Information supplied:
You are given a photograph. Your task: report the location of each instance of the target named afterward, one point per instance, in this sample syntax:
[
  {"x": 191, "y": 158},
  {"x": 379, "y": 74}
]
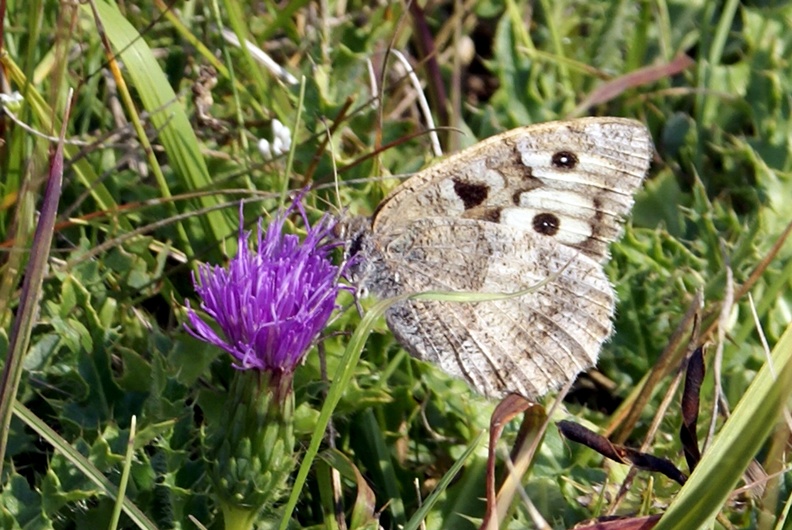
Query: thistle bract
[{"x": 270, "y": 304}]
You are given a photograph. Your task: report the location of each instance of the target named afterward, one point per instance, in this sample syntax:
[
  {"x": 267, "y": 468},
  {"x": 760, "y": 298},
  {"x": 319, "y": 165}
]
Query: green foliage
[{"x": 153, "y": 185}]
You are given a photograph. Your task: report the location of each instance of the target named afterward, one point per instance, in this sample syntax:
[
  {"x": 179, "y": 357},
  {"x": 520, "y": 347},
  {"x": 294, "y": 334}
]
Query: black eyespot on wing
[
  {"x": 565, "y": 160},
  {"x": 492, "y": 215},
  {"x": 471, "y": 194},
  {"x": 546, "y": 224}
]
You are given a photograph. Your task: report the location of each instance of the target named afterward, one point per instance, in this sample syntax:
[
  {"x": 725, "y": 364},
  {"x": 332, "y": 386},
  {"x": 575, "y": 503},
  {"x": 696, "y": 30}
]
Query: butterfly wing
[
  {"x": 534, "y": 208},
  {"x": 571, "y": 180},
  {"x": 529, "y": 343}
]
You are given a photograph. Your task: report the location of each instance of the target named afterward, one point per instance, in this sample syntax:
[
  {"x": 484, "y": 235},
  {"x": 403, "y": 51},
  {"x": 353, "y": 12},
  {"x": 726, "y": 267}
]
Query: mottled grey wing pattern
[
  {"x": 534, "y": 208},
  {"x": 529, "y": 343}
]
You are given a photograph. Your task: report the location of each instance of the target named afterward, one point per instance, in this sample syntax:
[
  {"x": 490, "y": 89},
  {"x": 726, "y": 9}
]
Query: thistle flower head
[{"x": 272, "y": 301}]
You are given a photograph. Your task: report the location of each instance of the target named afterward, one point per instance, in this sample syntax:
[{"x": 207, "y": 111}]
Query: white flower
[{"x": 281, "y": 141}]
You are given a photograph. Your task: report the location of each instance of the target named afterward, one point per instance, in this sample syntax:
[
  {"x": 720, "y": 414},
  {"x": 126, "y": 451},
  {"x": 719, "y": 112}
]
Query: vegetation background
[{"x": 155, "y": 169}]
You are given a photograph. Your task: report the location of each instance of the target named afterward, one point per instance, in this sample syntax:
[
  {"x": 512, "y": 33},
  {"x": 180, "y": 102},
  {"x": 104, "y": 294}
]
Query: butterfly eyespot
[
  {"x": 471, "y": 194},
  {"x": 565, "y": 160},
  {"x": 546, "y": 224}
]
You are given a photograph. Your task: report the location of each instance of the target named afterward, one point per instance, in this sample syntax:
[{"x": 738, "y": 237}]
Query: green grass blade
[
  {"x": 757, "y": 413},
  {"x": 168, "y": 114}
]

Exercise directions: Write out the material above again, word for word, minus its pictures.

The answer:
You are given a photograph. Your task: report the location of each instance of the target named afterward, one point per instance, in this sample syntax:
[
  {"x": 191, "y": 158},
  {"x": 379, "y": 74}
]
Query: thistle bract
[{"x": 270, "y": 304}]
You are given a photograph. Your task: report the location of each instance of the target named afterward, one point per instance, in this sample syntax:
[
  {"x": 267, "y": 468},
  {"x": 760, "y": 298},
  {"x": 319, "y": 165}
]
Query: green foliage
[{"x": 153, "y": 185}]
You are given a photograph. Your task: report the location of each instance of the target named afterward, one point per instance, in this sample syntax:
[
  {"x": 179, "y": 357},
  {"x": 520, "y": 347},
  {"x": 294, "y": 334}
]
Query: black eyespot on wing
[
  {"x": 565, "y": 160},
  {"x": 492, "y": 215},
  {"x": 471, "y": 194},
  {"x": 546, "y": 224}
]
You are given a photograph. Your task: report the location of each instance of the target named afterward, one point per instance, in this sample syntax:
[
  {"x": 725, "y": 364},
  {"x": 332, "y": 386},
  {"x": 575, "y": 503},
  {"x": 696, "y": 30}
]
Query: butterfly wing
[
  {"x": 534, "y": 208},
  {"x": 571, "y": 180},
  {"x": 529, "y": 343}
]
You are given a photograph. Your task: report the location of each instance of the target named afterward, one point per instance, in this sample syntax:
[
  {"x": 484, "y": 235},
  {"x": 403, "y": 51},
  {"x": 353, "y": 12},
  {"x": 726, "y": 267}
]
Query: mottled grey wing pattern
[
  {"x": 534, "y": 208},
  {"x": 529, "y": 343}
]
You are given a photograph. Your task: report the location of each instance of the target named afterward, one point per instance, in this sample syntax:
[
  {"x": 490, "y": 89},
  {"x": 726, "y": 9}
]
Query: thistle flower head
[{"x": 272, "y": 301}]
You are given a photograph. Your task: report the location of each instance of the target named afterward, one point per instance, in this sample syntax:
[{"x": 207, "y": 111}]
Query: white flower
[{"x": 281, "y": 141}]
You are given a photograph. Your task: report the location of each instance of the target named afterward, one point per instance, in this sample syntax:
[
  {"x": 720, "y": 414},
  {"x": 126, "y": 451},
  {"x": 719, "y": 112}
]
Query: vegetation background
[{"x": 155, "y": 169}]
You are given a photograph. Your task: report the location of each instance of the target named afterward, one point per instance, in this sample syntax:
[
  {"x": 512, "y": 33},
  {"x": 180, "y": 102},
  {"x": 104, "y": 294}
]
Query: butterfly eyespot
[
  {"x": 471, "y": 194},
  {"x": 565, "y": 160},
  {"x": 546, "y": 224}
]
You are given a photograph. Your task: report the location of each instance of the target named afterward, one point per instance, in this sample syntax:
[{"x": 738, "y": 237}]
Query: green grass blade
[
  {"x": 757, "y": 413},
  {"x": 168, "y": 114}
]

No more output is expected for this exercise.